Document passage ▸
----------

Tadeusz Hogendorf (19 December 1918 – 12 June 2010) was a former Polish international footballer who played in midfield as well as being a forward.

Biography
Hogendorf was born in Rzeszów just after the conclusion of World War I when Poland became an independent state. Hogendorf started playing football with his local team Resovia Rzeszów, breaking into the first team in 1936. In 1937 Resovia were competing for promotion to the I liga, needing to beat Rewere Stanisławów in the final game to be promoted. Due to the club having no manager to organise the players, Hogendorf and Stanisław Baran went missing a few days before the game spending time with a local counts daughters instead of focusing on the game. Resovia ended up drawing the game 3–3 and failed to win promotion. In 1938 Hogendorf joined Warszawianka who played in the I liga. He managed 9 appearances for the top division side before the outbreak of World War II. 

During the war Hogendorf continued to play in a team made of Polish players. The teams would be transported around Poland and play teams composed of Nazi airmen or soldiers. Hogendorf claimed that the Germans wanted the Polish players to play for teams in Germany, but all the Polish players refused the offer.

After the war Hogendorf had brief spells with Pogoń Katowice and Baltia Gdańsk (who later became Lechia Gdańsk). While with Baltia Hogendorf was involved in the clubs first ever competitive game, and scored 7 goals in 7 appearances during his time at the club. Due to his successful spell with Lechia Hogendorf talked about the lengths ŁKS Łódź went to sign the best players of Lechia, stating that as the clubs officials were getting nervous the players wouldn't sign they took the players to a night club getting them drunk and taking them to Łódź. When the players woke up the next morning in Łódź they decided to sign for the club. At ŁKS Łódź Hogendorf had the longest spell of his career spending seven years with the club and making over 100 appearances. Although his the stats from his first two seasons are unknown, it is known that he scored 23 goals in 96 appearances for ŁKS in the I liga. Due to his performances for the club he is classed as an ŁKS Łódź legend. During his time with ŁKS Łódź he also caught the attention of the Poland national team management and was called up to play for his country. In total Hogendorf made 6 appearances for Poland and scored two goals, making his debut and scoring his debut goal in a match against Czechoslovakia. After his time with ŁKS he joined Gwardia Łódź before finishing his playing career back in his home town with Stal Rzeszów.

After his playing career Hogendorf focused on becoming a manager and coach. He previously held coaching roles with Włókniarz Łódź and Gwardia Łódź during his playing career and was the player manager of Stal Rzeszów in 1955. In 1958 Hogendorf graduated from the University of Physical Education in Warsaw and started managing Resovia Rzeszów in 1960. Hogendorf managed Stal Łańcut at some point during the 1961–62 season. He also managed Lechia Sędziszów Małopolski, his last job as a manager in football.

----------

Records provided ▸
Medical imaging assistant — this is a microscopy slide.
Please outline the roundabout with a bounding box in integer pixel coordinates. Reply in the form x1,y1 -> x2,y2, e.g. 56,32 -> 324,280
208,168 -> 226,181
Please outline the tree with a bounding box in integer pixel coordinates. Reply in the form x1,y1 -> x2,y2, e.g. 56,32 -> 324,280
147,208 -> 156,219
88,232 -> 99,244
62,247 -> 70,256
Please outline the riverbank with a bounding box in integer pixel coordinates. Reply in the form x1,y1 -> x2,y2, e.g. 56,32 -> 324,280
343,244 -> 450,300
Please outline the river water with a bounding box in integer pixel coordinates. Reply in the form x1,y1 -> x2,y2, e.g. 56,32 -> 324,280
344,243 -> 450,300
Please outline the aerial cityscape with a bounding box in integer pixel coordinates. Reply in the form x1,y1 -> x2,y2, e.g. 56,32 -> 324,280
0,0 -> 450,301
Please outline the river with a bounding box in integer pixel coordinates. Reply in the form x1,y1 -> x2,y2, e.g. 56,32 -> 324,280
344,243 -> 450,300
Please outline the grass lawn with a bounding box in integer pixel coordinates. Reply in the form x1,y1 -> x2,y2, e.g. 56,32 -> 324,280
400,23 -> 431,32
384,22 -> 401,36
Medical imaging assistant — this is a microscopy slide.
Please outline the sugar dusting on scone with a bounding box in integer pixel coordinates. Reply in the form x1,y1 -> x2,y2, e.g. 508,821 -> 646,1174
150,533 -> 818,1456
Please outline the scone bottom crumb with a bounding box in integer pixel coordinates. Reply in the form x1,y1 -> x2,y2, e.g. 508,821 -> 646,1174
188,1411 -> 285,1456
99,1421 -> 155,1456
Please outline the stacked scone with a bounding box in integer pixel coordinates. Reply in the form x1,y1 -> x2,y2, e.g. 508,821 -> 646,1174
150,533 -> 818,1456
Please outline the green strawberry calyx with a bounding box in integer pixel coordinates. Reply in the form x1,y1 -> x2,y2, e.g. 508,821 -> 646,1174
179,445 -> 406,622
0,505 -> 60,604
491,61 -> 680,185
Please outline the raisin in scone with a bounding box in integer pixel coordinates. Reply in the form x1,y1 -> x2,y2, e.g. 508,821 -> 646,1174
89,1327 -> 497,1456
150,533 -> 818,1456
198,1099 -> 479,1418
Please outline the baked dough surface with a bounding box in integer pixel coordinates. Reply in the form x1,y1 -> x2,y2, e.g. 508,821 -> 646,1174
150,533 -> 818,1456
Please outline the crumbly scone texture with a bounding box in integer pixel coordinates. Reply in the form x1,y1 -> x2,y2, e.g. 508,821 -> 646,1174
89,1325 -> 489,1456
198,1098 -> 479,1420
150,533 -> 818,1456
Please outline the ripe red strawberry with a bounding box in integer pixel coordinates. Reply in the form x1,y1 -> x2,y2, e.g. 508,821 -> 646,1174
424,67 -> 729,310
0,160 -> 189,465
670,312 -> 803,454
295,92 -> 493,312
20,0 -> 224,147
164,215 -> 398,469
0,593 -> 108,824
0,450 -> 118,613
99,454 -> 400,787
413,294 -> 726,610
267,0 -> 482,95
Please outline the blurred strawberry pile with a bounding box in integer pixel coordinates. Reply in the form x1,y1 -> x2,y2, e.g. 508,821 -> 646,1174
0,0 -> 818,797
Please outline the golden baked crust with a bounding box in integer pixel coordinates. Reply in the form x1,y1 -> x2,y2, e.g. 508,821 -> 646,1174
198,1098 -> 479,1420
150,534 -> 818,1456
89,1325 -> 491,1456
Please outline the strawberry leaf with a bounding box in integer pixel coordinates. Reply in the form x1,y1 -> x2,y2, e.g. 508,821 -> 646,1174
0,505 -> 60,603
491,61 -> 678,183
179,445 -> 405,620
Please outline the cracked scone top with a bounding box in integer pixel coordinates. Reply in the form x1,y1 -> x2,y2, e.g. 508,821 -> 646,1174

----------

Work required ▸
Rewrite the passage of the Tadeusz Hogendorf biography starting at "During the war" and ending at "refused the offer.", using "pilots" in place of "airmen".

Complete answer ▸
During the war Hogendorf continued to play in a team made of Polish players. The teams would be transported around Poland and play teams composed of Nazi pilots or soldiers. Hogendorf claimed that the Germans wanted the Polish players to play for teams in Germany, but all the Polish players refused the offer.